start LISTED RECORDS
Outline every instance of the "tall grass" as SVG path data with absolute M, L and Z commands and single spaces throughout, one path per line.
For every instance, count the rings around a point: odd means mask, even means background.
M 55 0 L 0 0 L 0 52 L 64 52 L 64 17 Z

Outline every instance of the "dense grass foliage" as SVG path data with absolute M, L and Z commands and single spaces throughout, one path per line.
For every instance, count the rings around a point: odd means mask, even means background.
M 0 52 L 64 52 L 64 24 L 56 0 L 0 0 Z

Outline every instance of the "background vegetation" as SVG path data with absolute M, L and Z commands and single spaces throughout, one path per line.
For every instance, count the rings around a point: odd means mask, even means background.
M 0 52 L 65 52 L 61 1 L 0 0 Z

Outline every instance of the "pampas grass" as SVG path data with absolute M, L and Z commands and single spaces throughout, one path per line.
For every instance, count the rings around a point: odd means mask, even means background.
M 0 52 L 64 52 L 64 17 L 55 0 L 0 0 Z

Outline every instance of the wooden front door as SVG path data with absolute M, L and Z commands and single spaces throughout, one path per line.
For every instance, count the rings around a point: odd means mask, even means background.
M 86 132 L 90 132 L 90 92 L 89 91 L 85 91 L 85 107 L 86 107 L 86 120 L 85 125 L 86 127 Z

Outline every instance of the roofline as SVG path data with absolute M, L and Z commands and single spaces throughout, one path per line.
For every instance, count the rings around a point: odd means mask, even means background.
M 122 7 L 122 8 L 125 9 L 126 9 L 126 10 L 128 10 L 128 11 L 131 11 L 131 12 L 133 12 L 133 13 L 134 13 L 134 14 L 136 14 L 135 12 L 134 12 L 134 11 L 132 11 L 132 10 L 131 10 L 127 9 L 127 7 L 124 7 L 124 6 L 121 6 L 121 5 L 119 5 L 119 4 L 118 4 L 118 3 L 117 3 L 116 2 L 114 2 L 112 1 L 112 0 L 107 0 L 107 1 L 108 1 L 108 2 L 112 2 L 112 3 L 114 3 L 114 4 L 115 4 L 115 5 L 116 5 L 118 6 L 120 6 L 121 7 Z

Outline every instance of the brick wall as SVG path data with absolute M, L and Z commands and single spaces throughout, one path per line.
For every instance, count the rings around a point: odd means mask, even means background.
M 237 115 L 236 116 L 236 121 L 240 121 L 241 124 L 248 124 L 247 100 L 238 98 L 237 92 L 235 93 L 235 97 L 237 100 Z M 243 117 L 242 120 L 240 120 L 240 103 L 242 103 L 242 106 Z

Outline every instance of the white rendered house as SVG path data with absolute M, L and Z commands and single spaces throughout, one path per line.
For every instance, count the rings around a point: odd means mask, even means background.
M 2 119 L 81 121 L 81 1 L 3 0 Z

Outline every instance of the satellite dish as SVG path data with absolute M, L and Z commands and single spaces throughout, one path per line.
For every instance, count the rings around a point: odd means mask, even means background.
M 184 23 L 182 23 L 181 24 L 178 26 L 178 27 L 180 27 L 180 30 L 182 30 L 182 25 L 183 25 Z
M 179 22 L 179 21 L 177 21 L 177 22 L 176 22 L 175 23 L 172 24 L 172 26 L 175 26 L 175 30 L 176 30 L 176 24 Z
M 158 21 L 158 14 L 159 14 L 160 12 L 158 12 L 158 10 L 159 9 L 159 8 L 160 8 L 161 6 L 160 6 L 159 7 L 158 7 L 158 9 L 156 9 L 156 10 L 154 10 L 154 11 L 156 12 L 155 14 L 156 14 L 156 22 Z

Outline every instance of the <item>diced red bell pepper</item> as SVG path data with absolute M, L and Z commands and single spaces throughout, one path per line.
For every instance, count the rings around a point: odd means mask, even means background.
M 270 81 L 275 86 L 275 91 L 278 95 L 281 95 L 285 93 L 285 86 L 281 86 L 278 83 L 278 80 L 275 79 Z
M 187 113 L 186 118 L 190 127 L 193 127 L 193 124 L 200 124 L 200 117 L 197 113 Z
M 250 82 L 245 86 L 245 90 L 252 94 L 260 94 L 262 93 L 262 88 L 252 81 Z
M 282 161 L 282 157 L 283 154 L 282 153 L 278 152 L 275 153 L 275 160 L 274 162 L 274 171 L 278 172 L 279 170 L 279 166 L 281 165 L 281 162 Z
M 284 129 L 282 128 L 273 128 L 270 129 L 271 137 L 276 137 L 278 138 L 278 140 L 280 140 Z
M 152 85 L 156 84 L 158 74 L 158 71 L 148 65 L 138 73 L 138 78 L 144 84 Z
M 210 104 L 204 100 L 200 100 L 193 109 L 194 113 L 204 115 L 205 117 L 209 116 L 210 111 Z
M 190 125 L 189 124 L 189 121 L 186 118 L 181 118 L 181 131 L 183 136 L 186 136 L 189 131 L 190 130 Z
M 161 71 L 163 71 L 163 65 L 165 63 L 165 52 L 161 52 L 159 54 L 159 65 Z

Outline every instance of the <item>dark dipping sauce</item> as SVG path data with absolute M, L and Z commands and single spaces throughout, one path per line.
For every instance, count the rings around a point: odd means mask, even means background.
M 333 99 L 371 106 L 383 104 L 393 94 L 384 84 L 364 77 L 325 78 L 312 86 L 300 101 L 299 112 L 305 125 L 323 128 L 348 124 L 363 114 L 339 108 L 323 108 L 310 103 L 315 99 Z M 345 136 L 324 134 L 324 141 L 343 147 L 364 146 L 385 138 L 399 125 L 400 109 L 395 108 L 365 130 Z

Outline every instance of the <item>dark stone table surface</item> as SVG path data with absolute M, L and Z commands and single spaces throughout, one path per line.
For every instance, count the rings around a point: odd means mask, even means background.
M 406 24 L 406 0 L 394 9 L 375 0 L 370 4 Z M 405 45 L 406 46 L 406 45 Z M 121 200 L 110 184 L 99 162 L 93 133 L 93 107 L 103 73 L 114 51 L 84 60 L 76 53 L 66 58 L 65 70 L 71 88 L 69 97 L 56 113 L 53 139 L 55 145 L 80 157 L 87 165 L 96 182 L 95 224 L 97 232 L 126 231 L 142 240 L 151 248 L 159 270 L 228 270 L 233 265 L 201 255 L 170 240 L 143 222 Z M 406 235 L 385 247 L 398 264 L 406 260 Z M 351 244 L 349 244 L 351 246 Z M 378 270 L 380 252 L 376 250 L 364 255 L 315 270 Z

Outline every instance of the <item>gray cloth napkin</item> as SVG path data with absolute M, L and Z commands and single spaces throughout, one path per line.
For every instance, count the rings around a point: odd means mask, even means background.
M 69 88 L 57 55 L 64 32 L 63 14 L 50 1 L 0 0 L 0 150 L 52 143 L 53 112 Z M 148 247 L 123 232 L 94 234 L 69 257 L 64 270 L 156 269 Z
end LISTED RECORDS
** DIRECTION **
Render all of the entries above as a JSON list of strings, with one string for each line and the blank lines omitted.

** RESULT FOR THIS EXERCISE **
[
  "Outline every instance of the \"tall grass\" as SVG path data with absolute M, L and Z commands and single spaces throughout, one path per line.",
  "For every instance, count the rings around a point: odd means mask, even means background.",
  "M 55 0 L 0 0 L 0 52 L 64 52 L 64 17 Z",
  "Outline every instance of the \"dense grass foliage\" as SVG path data with absolute M, L and Z commands and single spaces throughout, one path per line.",
  "For every instance, count the rings around a point: odd means mask, even means background.",
  "M 0 52 L 64 52 L 64 24 L 56 0 L 0 0 Z",
  "Outline every instance of the \"background vegetation\" as SVG path data with absolute M, L and Z commands and single spaces throughout, one path per line.",
  "For every instance, count the rings around a point: odd means mask, even means background.",
  "M 0 52 L 65 52 L 61 1 L 0 0 Z",
  "Outline every instance of the \"pampas grass\" as SVG path data with absolute M, L and Z commands and single spaces throughout, one path per line.",
  "For every instance, count the rings around a point: odd means mask, even means background.",
  "M 0 52 L 64 52 L 64 17 L 55 0 L 0 0 Z",
  "Outline every instance of the wooden front door as SVG path data with absolute M, L and Z commands and single spaces throughout, one path per line.",
  "For every instance, count the rings around a point: odd means mask, even means background.",
  "M 86 132 L 90 132 L 90 92 L 89 91 L 85 91 L 85 107 L 86 107 L 86 120 L 85 125 L 86 127 Z",
  "Outline every instance of the roofline as SVG path data with absolute M, L and Z commands and single spaces throughout, one path per line.",
  "For every instance, count the rings around a point: odd means mask, even means background.",
  "M 122 7 L 122 8 L 125 9 L 126 9 L 126 10 L 128 10 L 128 11 L 131 11 L 131 12 L 133 12 L 133 13 L 134 13 L 134 14 L 136 14 L 135 12 L 134 12 L 134 11 L 132 11 L 132 10 L 131 10 L 127 9 L 127 7 L 124 7 L 124 6 L 121 6 L 121 5 L 119 5 L 119 4 L 118 4 L 118 3 L 117 3 L 116 2 L 114 2 L 112 1 L 112 0 L 107 0 L 107 1 L 108 1 L 108 2 L 112 2 L 112 3 L 114 3 L 114 4 L 115 4 L 115 5 L 116 5 L 118 6 L 120 6 L 121 7 Z",
  "Outline every instance of the brick wall as SVG path data with absolute M, L and Z commands and single spaces throughout, one path per line.",
  "For every instance, count the rings around a point: odd means mask, even means background.",
  "M 237 115 L 236 116 L 236 121 L 240 121 L 241 124 L 248 124 L 247 100 L 238 98 L 237 92 L 235 93 L 235 97 L 237 100 Z M 243 117 L 242 120 L 240 120 L 240 103 L 242 103 L 242 106 Z",
  "Outline every instance of the white rendered house as SVG path data with absolute M, L and Z commands and single spaces throughout, one path per line.",
  "For every instance, count the rings around a point: odd means mask, even means background.",
  "M 2 119 L 81 121 L 81 1 L 3 0 Z",
  "Outline every instance of the satellite dish as SVG path data with absolute M, L and Z commands and single spaces throughout, one path per line.",
  "For every instance, count the rings around a point: odd means mask, even means background.",
  "M 184 23 L 182 23 L 181 24 L 178 26 L 178 27 L 180 27 L 180 30 L 182 30 L 182 25 L 183 25 Z",
  "M 179 22 L 179 21 L 177 21 L 177 22 L 176 22 L 175 23 L 172 24 L 172 26 L 175 26 L 175 30 L 176 30 L 176 24 Z",
  "M 158 21 L 158 14 L 159 14 L 160 12 L 158 12 L 158 10 L 159 9 L 159 8 L 160 8 L 161 6 L 160 6 L 159 7 L 158 7 L 158 9 L 156 9 L 156 10 L 154 10 L 154 11 L 156 12 L 155 14 L 156 14 L 156 22 Z",
  "Outline every instance of the <item>diced red bell pepper</item> as SVG path data with absolute M, L and Z commands and single spaces throughout, one path per line.",
  "For every instance, count the rings around a point: odd means mask, even means background.",
  "M 270 81 L 275 86 L 275 91 L 278 95 L 281 95 L 285 93 L 285 86 L 281 86 L 278 83 L 278 80 L 275 79 Z",
  "M 187 113 L 186 118 L 190 127 L 193 127 L 193 124 L 200 124 L 200 117 L 197 113 Z",
  "M 250 82 L 245 86 L 245 90 L 252 94 L 260 94 L 262 93 L 262 88 L 252 81 Z",
  "M 282 161 L 282 157 L 283 154 L 282 153 L 278 152 L 275 153 L 275 160 L 274 162 L 274 171 L 278 172 L 279 170 L 279 166 L 281 165 L 281 162 Z",
  "M 284 129 L 282 128 L 273 128 L 270 129 L 271 137 L 276 137 L 278 138 L 278 140 L 280 140 Z",
  "M 152 85 L 156 84 L 158 74 L 158 71 L 148 65 L 138 73 L 138 78 L 144 84 Z",
  "M 210 104 L 204 100 L 200 100 L 193 109 L 194 113 L 204 115 L 205 117 L 209 116 L 210 111 Z",
  "M 190 125 L 189 124 L 189 121 L 186 118 L 181 118 L 181 131 L 183 136 L 186 136 L 189 131 L 190 130 Z",
  "M 161 71 L 163 71 L 163 65 L 165 63 L 165 52 L 161 52 L 159 54 L 159 65 Z",
  "Outline every instance of the <item>dark dipping sauce</item> as SVG path data with absolute M, L and Z commands and single spaces throughout, one path per line.",
  "For every instance, count the rings around a point: odd means mask, even means background.",
  "M 333 99 L 371 106 L 383 104 L 393 94 L 384 84 L 364 77 L 325 78 L 312 86 L 300 101 L 299 112 L 305 125 L 323 128 L 348 124 L 363 114 L 339 108 L 323 108 L 310 103 L 315 99 Z M 345 136 L 324 134 L 324 141 L 343 147 L 364 146 L 385 138 L 399 125 L 400 109 L 395 108 L 365 130 Z",
  "Outline every instance of the <item>dark stone table surface</item> as SVG path data with absolute M, L and Z commands and single spaces throughout, one path per line.",
  "For every instance, count the rings around a point: odd means mask, even means background.",
  "M 406 24 L 406 0 L 394 9 L 375 0 L 370 4 Z M 405 45 L 406 46 L 406 45 Z M 121 200 L 110 184 L 99 162 L 93 133 L 93 107 L 103 73 L 114 51 L 84 60 L 76 53 L 66 58 L 65 70 L 71 88 L 69 97 L 56 113 L 53 139 L 55 145 L 80 157 L 87 165 L 96 182 L 95 224 L 97 232 L 126 231 L 142 240 L 151 248 L 159 270 L 228 270 L 233 265 L 201 255 L 170 240 L 143 222 Z M 406 235 L 385 247 L 398 264 L 406 260 Z M 351 244 L 349 244 L 351 246 Z M 378 270 L 380 252 L 376 250 L 364 255 L 315 270 Z",
  "Outline every instance of the <item>gray cloth napkin</item> as SVG path data with absolute M, L and Z commands and single spaces throughout, one path per line.",
  "For every instance, count the rings around a point: odd means mask, even means background.",
  "M 69 88 L 57 55 L 64 32 L 63 14 L 50 1 L 0 0 L 0 150 L 52 143 L 53 112 Z M 148 247 L 123 232 L 94 234 L 69 257 L 64 270 L 156 269 Z"
]